● READING TEXT:
=====
Krypton is an American television series developed by David S. Goyer for Syfy. Focusing on Seg-El (Cameron Cuffe), the grandfather of DC Comics superhero Kal-El / Superman, the series is set approximately 200 years before the birth of Superman and takes place on the eponymous fictional planet. Krypton premiered on March 21, 2018. Its first season consists of ten episodes. The second season of ten episodes premiered on June 12, 2019. After its broadcast, Syfy canceled the series after two seasons in August.

Premise
Krypton follows Superman's grandfather, Seg-El, whose family, the House of El, has been ostracized and shamed. Seg  fights to redeem his family's honor and save his beloved world from chaos.

Cast and characters

Main
 Cameron Cuffe as Seg-El: Scion of the House of El, father of Jor-El and the future grandfather of Kal-El, who will become the iconic superhero Superman.
 Nicholas Witham-Mueller as Young Seg-El.
 Georgina Campbell as Lyta-Zod: The Primus in the Kryptonian military guild who was previously in a clandestine relationship with Seg-El.
 Shaun Sipos as Adam Strange: A human from the future who forewarns Seg-El of Brainiac, and tells him of his yet-to-be born grandson Kal-El/Clark Kent.
 Elliot Cowan as Daron-Vex: The former chief magistrate of Kandor, charged with defending Krypton's oligarchy.
=====
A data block

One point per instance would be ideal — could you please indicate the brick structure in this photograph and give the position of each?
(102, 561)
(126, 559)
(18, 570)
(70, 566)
=====
● WHAT TO DO:
1. Translate this sentence from the Krypton series text into Spanish: "Krypton premiered on March 21, 2018."
2. Put every line of the entries in the data block into a Markdown table with the columns Row and Line, leaving out any blank lines.

● TASK RESULTS:
1. Krypton se estrenó el 21 de marzo de 2018.

2.
| Row | Line |
|---|---|
| 1 | One point per instance would be ideal — could you please indicate the brick structure in this photograph and give the position of each? |
| 2 | (102, 561) |
| 3 | (126, 559) |
| 4 | (18, 570) |
| 5 | (70, 566) |